Qual a maior dificuldade para os alunos?
As crianças menores têm mais dificuldade de concentração em longos períodos. Quanto menores, mais inquietas e distraídas. Outra questão é não saber operar as ferramentas. Às vezes, elas ficam com os microfones abertos, ligam ou desligam a câmera. Não fazem alguma atividade de interação. Desconcentram-se muito fácil. Também há os danos potenciais para a saúde, pelo fato de a criança ficar exposta muito tempo à tela.





E para os adolescentes?
Para eles, as dificuldades operacionais são mais fáceis de negociar. O adolescente tem, teoricamente, uma autogestão. Mas têm dificuldade em cumprir ordens, vivem muito de tribo. Os meninos do ensino médio gostam de fazer uma gracinha, um comentário. Não têm muita disciplina com as coisas. Às vezes, assistem à aula deitados. E, por ser adolescente, a família já não dá tanto apoio a esse estudante. Ter disciplina, foco, rotina, autogestão se caracterizam como dificuldades. Às vezes, o aprendizado fica comprometido por causa dessa dispersão.

LISTAGEM DE DADOS>
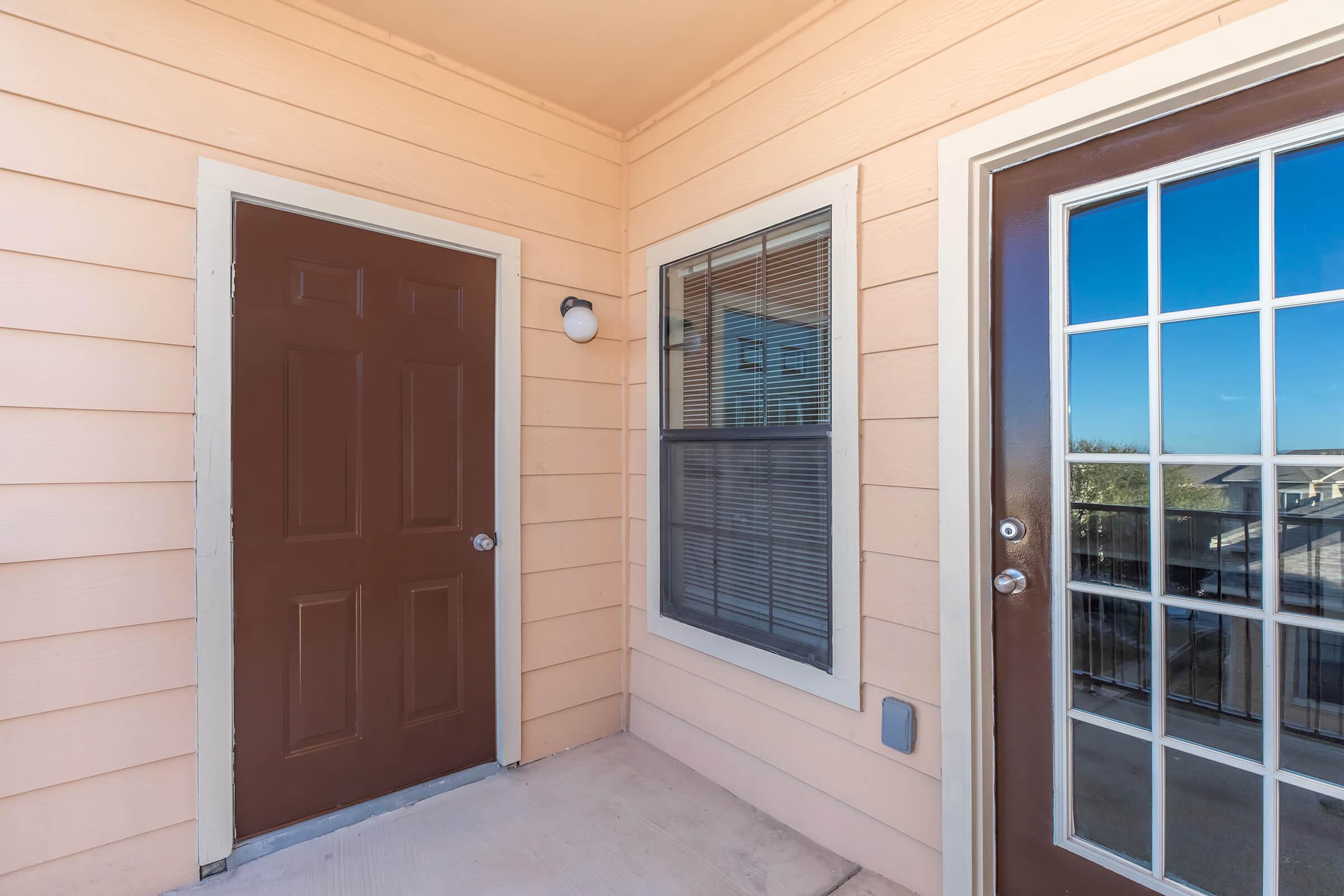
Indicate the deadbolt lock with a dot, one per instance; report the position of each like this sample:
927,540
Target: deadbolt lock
1012,528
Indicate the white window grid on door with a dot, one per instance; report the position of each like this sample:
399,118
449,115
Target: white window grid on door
1155,601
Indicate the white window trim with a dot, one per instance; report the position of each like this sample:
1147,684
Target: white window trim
1292,35
839,191
218,184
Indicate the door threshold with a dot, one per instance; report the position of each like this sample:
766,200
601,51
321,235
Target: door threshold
314,828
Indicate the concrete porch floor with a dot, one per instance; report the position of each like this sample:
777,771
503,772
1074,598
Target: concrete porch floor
615,817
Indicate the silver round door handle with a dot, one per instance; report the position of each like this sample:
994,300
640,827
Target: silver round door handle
1010,582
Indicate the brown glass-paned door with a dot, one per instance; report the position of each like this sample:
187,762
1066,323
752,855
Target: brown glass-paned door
363,465
1190,640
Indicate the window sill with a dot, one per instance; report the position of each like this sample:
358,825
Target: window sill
772,665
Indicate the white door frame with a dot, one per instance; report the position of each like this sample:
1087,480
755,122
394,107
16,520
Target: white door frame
218,186
1294,35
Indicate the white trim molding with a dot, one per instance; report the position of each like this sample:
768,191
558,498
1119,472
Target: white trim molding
1292,35
839,193
218,186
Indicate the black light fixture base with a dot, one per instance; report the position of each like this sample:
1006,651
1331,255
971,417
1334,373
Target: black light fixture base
573,301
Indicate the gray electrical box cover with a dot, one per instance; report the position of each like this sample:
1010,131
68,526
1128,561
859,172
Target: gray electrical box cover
898,725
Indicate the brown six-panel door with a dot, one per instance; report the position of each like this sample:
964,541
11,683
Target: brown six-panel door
363,465
1027,861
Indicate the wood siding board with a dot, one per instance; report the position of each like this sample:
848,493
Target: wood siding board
68,819
727,88
52,445
902,315
58,296
80,74
889,792
65,221
557,593
85,372
557,499
395,55
53,747
568,449
54,521
85,594
91,667
1046,39
911,32
572,684
557,731
151,863
548,642
233,52
862,729
552,355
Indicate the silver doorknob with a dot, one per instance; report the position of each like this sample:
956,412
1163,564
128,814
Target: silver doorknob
1010,582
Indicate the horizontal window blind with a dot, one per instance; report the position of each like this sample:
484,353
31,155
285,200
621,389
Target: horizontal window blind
746,440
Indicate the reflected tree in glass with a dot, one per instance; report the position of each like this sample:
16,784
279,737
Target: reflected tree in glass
1109,524
1213,531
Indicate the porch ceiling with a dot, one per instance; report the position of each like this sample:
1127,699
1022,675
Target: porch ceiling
615,61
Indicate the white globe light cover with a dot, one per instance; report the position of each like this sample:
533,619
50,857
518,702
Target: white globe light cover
580,320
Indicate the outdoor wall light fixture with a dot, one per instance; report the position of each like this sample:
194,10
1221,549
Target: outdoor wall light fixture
580,320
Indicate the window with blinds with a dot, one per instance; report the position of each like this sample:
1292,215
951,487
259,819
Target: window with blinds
746,440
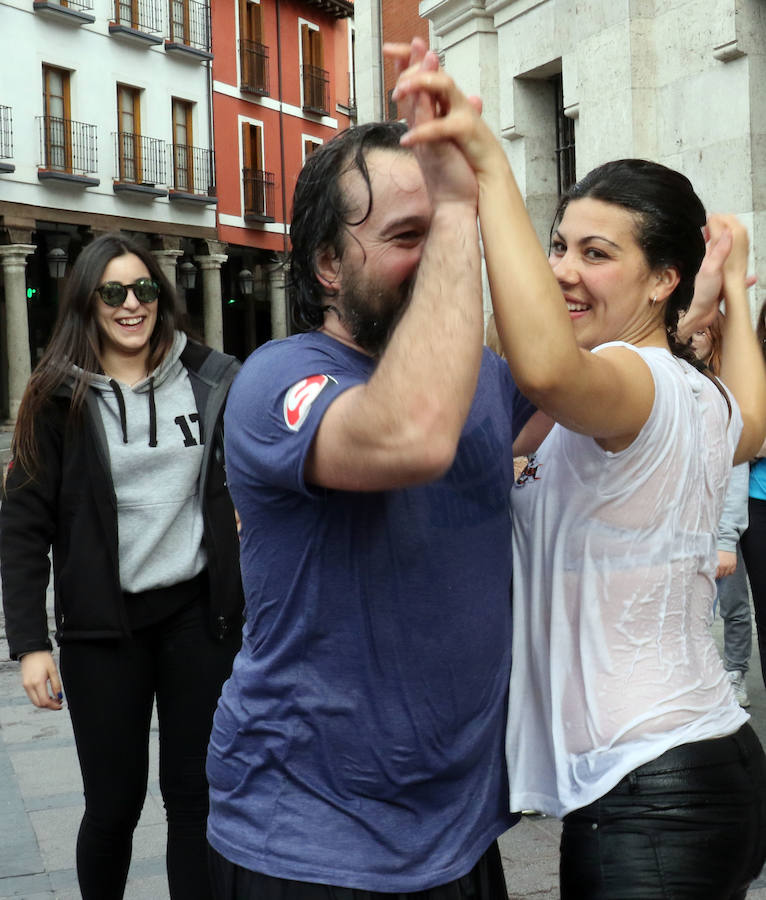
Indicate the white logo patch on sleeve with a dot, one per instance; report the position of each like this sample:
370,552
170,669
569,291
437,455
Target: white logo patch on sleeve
299,398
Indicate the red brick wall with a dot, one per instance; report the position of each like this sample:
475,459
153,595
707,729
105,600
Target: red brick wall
401,22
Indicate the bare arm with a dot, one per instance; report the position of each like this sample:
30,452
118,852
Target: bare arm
742,364
608,395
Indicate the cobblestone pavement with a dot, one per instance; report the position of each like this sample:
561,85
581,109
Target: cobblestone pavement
41,804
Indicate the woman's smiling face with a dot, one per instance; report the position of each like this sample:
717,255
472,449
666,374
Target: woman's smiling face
125,330
603,273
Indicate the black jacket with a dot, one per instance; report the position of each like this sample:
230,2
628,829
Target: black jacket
70,506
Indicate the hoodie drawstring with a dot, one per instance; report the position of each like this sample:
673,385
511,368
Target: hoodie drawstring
121,403
152,415
124,419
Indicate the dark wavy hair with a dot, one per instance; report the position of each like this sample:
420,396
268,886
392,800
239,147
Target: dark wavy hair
75,339
760,329
320,211
669,219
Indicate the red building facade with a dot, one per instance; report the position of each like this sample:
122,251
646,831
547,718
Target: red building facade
282,86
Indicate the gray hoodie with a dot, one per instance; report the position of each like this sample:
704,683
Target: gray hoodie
155,451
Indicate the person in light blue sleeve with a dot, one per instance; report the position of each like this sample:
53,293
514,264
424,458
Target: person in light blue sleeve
732,597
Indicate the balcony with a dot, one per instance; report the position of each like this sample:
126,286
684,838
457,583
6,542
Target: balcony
259,195
348,107
68,151
316,90
193,175
6,139
189,30
254,67
137,21
69,12
140,165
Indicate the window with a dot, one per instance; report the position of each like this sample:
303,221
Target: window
179,21
57,125
183,167
315,80
130,163
254,55
258,184
126,13
565,145
310,145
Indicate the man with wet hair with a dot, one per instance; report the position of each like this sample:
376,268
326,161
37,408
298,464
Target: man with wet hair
359,742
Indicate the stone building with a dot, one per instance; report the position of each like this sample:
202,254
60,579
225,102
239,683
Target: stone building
568,85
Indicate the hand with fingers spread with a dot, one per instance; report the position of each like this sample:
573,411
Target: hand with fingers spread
448,176
457,117
40,679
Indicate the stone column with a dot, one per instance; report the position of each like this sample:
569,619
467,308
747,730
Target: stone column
167,260
13,259
211,297
278,303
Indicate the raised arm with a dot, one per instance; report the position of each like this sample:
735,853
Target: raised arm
403,426
742,364
608,395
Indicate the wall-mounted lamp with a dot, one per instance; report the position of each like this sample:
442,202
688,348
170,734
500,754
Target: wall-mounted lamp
187,275
246,282
57,259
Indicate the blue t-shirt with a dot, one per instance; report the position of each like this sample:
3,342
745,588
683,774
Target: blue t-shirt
758,479
359,740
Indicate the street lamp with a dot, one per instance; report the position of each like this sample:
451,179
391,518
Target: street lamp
57,259
246,282
187,275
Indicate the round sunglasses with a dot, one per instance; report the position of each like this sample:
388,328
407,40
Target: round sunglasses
113,293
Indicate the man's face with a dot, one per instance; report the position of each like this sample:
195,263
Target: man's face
381,254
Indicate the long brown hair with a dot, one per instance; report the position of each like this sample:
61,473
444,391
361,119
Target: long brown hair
75,340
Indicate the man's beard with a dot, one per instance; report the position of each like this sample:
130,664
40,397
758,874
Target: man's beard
371,313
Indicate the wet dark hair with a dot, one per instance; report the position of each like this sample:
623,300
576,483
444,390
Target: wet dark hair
320,211
669,219
75,339
760,329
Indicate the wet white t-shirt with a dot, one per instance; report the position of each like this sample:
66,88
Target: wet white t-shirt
614,565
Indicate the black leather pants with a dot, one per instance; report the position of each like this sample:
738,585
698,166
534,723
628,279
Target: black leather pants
690,824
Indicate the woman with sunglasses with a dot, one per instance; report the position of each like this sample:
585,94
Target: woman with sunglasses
118,467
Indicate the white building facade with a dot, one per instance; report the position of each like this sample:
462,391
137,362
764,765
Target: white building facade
105,125
569,84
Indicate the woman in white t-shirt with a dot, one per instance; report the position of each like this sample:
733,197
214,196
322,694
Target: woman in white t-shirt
622,720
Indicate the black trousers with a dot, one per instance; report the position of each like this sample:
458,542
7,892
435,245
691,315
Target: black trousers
753,546
110,689
484,882
691,825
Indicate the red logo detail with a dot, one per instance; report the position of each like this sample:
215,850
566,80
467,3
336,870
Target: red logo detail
299,398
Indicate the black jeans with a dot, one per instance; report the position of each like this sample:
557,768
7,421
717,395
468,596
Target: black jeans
485,881
110,688
690,824
753,546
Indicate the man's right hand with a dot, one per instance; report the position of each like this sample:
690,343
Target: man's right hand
40,679
449,177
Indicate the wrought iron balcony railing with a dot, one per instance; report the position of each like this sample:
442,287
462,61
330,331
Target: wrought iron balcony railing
139,159
190,23
351,94
259,194
254,66
193,170
316,89
140,15
67,146
6,132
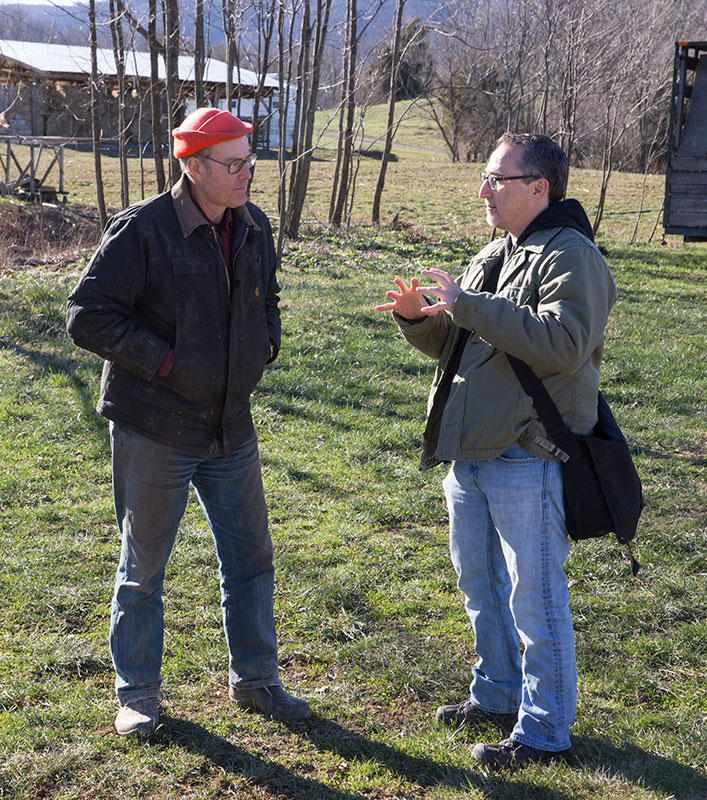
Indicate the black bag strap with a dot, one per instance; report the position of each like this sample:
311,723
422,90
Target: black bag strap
562,443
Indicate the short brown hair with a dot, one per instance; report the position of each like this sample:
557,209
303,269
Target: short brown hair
543,157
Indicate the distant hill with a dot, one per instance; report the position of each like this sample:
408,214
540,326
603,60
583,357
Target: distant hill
47,22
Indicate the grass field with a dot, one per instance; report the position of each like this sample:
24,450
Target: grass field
371,626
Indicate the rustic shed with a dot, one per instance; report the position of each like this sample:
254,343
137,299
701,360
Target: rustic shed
685,210
43,87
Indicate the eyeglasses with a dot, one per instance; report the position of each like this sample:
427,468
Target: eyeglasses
235,166
494,180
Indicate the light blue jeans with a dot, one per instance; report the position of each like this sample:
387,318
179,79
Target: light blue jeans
150,488
508,544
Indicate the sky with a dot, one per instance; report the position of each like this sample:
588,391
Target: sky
42,2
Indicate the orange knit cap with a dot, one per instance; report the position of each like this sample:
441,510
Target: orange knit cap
204,127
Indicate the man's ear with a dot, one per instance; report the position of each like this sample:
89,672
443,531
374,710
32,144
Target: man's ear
541,188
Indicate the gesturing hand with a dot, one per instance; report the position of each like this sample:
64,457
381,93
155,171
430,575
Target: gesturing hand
407,302
447,291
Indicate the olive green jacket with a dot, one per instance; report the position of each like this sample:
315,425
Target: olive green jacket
550,309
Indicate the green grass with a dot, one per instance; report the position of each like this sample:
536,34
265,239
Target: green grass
371,627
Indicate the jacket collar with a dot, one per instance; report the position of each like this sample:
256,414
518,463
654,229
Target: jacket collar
189,214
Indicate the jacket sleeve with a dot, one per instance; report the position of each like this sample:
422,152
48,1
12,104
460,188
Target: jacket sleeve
101,313
558,329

AÇÃO NECESSÁRIA>
No texto sobre as dificuldades dos alunos, liste os itens que a frase iniciada por "Ter disciplina" caracteriza como dificuldades dos adolescentes.

RESPOSTA DO EXERCÍCIO>
- disciplina
- foco
- rotina
- autogestão